• **Textauszug**:
■ ■ ■ ■ ■

Ist dieser HSV noch zu retten?
Von Guido Müller
Der Hamburger SV hat die Stadtmeisterschaft gegen den FC St.Pauli verloren. Wirklich überraschen kann das angesichts der über die letzten Wochen gezeigten Leistungen der Rothosen eigentlich keinen. Die Antwort auf die Frage, wie man dieser in sich zusammenfallenden Truppe wieder neues Leben einhauchen kann, führt nun unweigerlich auch zum Trainer.
Denn auch der wirkte nach dem Spiel ratlos. Konsterniert. Geschockt. Und flüchtete sich in substanzlose Phrasen von wegen "Sonntagsschuss", der das Spiel am Ende entschieden hätte. Das einzige mit einem Sonntag in Bezug zu bringende bei der Situation vor dem spielentscheidenden Treffer von Kyereh war der gemütliche Spaziergang von David Kinsombi.

■ ■ ■ ■ ■

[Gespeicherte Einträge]

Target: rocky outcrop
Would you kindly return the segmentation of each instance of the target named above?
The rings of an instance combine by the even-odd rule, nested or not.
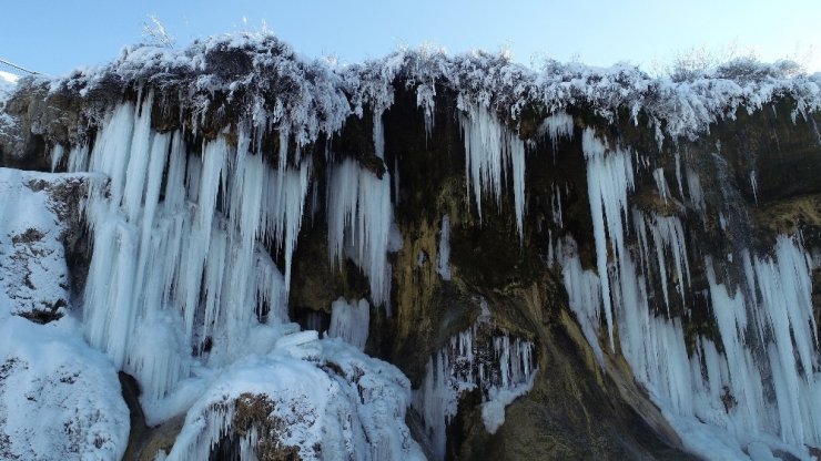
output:
[[[210,299],[216,287],[246,296],[232,285],[250,274],[209,285],[214,263],[189,285],[169,278],[165,317],[145,325],[187,325],[184,335],[163,330],[173,340],[162,340],[182,341],[184,360],[214,375],[230,368],[220,360],[239,360],[243,350],[281,351],[265,340],[294,331],[272,332],[272,325],[292,319],[331,331],[333,316],[343,316],[334,313],[338,298],[365,300],[368,328],[355,336],[414,389],[406,421],[361,422],[365,444],[376,443],[368,428],[384,423],[402,437],[413,432],[428,458],[809,457],[821,444],[814,412],[790,401],[812,407],[821,382],[811,365],[821,321],[821,90],[817,78],[790,69],[734,62],[673,82],[631,68],[548,63],[535,73],[504,57],[429,51],[336,69],[303,61],[270,37],[135,48],[94,72],[23,81],[6,102],[16,131],[0,136],[0,164],[104,172],[108,193],[82,191],[108,209],[92,223],[116,217],[142,229],[135,242],[165,245],[166,234],[152,233],[173,228],[163,227],[173,215],[180,226],[195,216],[192,233],[207,223],[195,234],[202,238],[212,238],[213,217],[223,266],[239,270],[231,255],[247,250],[254,277],[275,273],[266,280],[281,291],[255,288],[247,328],[224,331],[227,310],[207,317],[220,303]],[[166,144],[151,170],[149,141],[156,140]],[[142,170],[129,163],[140,158],[140,143]],[[225,158],[209,164],[215,155]],[[121,156],[121,176],[144,177],[140,187],[116,178],[109,161]],[[217,170],[206,176],[209,168]],[[254,168],[270,177],[241,176]],[[251,181],[271,188],[244,188]],[[79,195],[74,186],[69,194]],[[260,208],[270,207],[259,225],[243,217],[257,195]],[[272,196],[280,202],[266,202]],[[144,224],[155,208],[158,221]],[[74,208],[58,214],[82,228]],[[63,237],[73,255],[63,278],[75,293],[88,289],[88,258],[99,256],[82,249],[94,238]],[[210,255],[223,250],[215,248]],[[189,310],[196,301],[178,300],[185,289],[212,307]],[[247,335],[247,344],[229,349],[236,338],[225,331]],[[91,341],[113,354],[110,340]],[[229,397],[203,393],[182,366],[179,382],[158,383],[133,365],[153,349],[129,347],[115,362],[136,368],[141,387],[161,390],[154,404],[174,392],[193,396],[180,407],[187,417],[172,457],[193,455],[205,439],[211,457],[327,454],[307,439],[282,443],[290,437],[282,418],[305,423],[324,407],[280,411],[291,400],[261,383],[219,385]],[[318,373],[316,382],[355,393],[347,396],[354,407],[381,389],[362,366],[298,359],[311,365],[292,365]],[[152,423],[179,418],[156,414]],[[209,432],[214,424],[231,429]],[[395,447],[418,454],[415,442],[392,437],[369,455],[396,454]],[[705,443],[711,437],[721,442]]]

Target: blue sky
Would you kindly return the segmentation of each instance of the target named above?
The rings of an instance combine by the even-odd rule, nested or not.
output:
[[[102,63],[143,40],[148,14],[178,47],[265,21],[298,52],[344,62],[432,43],[452,53],[505,47],[524,63],[548,55],[652,71],[693,48],[734,47],[821,71],[821,0],[3,1],[0,58],[48,74]]]

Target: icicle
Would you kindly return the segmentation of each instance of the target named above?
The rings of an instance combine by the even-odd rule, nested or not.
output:
[[[557,112],[553,115],[545,117],[539,125],[539,136],[549,136],[550,144],[553,145],[554,154],[557,151],[557,144],[561,139],[572,137],[574,121],[572,116],[566,112]]]
[[[63,155],[65,155],[65,147],[62,146],[62,144],[55,144],[54,147],[51,148],[51,172],[54,173],[57,170],[57,165],[60,164],[60,161],[63,158]]]
[[[615,350],[612,336],[612,305],[607,272],[607,235],[610,237],[616,258],[625,255],[625,225],[627,216],[627,192],[632,189],[632,164],[630,155],[616,150],[608,153],[607,146],[596,139],[591,129],[585,130],[581,147],[587,158],[587,185],[590,213],[596,239],[596,258],[601,283],[605,318],[610,337],[610,349]]]
[[[346,160],[333,168],[328,183],[328,256],[332,263],[341,263],[345,255],[363,269],[376,306],[387,306],[391,298],[387,252],[394,214],[389,177],[385,174],[379,180]]]
[[[477,342],[478,329],[491,328],[487,304],[480,303],[477,321],[433,355],[420,388],[414,391],[412,406],[422,416],[437,460],[445,459],[446,427],[456,416],[462,392],[482,389],[485,429],[494,433],[505,421],[505,407],[533,388],[538,371],[530,341],[503,334],[489,344]]]
[[[439,252],[436,256],[436,272],[443,280],[450,279],[450,216],[442,217],[439,232]]]
[[[556,184],[550,185],[553,194],[550,195],[550,208],[553,214],[553,222],[559,227],[565,227],[562,219],[562,207],[561,207],[561,187]]]
[[[365,350],[369,322],[371,306],[365,299],[348,304],[345,298],[338,298],[331,305],[328,336],[342,338],[357,349]]]
[[[690,167],[687,167],[687,189],[690,192],[690,205],[703,215],[706,205],[705,193],[701,189],[701,178]]]
[[[599,346],[598,329],[601,311],[601,288],[599,277],[592,270],[584,270],[578,256],[576,240],[567,237],[560,245],[561,274],[568,295],[570,309],[581,326],[587,342],[594,350],[596,360],[604,367],[604,354]]]
[[[667,186],[667,180],[665,178],[665,168],[656,168],[652,171],[652,177],[656,180],[656,187],[659,191],[659,195],[667,203],[667,196],[670,195],[670,188]]]
[[[465,136],[467,196],[473,189],[482,221],[483,192],[493,192],[496,204],[500,205],[501,185],[506,181],[508,163],[511,163],[516,226],[520,239],[524,239],[525,143],[516,134],[509,133],[487,109],[464,100],[462,105],[467,111],[459,117]]]
[[[382,124],[382,110],[374,110],[374,152],[385,160],[385,127]]]
[[[422,109],[425,116],[425,140],[429,140],[434,132],[436,114],[436,84],[420,84],[416,89],[416,106]]]
[[[676,184],[679,186],[679,197],[681,199],[685,199],[685,189],[682,186],[681,181],[681,156],[679,155],[678,151],[676,151]]]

■ ■ ■ ■ ■

• **Aufgabe 1**: Gib aus dem Text über den HSV die Stelle zwischen „Von Guido Müller“ und „auch zum Trainer.“ einschließlich wortgetreu wieder.
• **Aufgabe 2**: Gegen welchen Verein hat der Hamburger SV laut dem Text über den HSV die Stadtmeisterschaft verloren?
Die Einträge werden hier nicht benötigt.

• **Lösung 1**:
Von Guido Müller
Der Hamburger SV hat die Stadtmeisterschaft gegen den FC St.Pauli verloren. Wirklich überraschen kann das angesichts der über die letzten Wochen gezeigten Leistungen der Rothosen eigentlich keinen. Die Antwort auf die Frage, wie man dieser in sich zusammenfallenden Truppe wieder neues Leben einhauchen kann, führt nun unweigerlich auch zum Trainer.

• **Lösung 2**: Gegen den FC St.Pauli.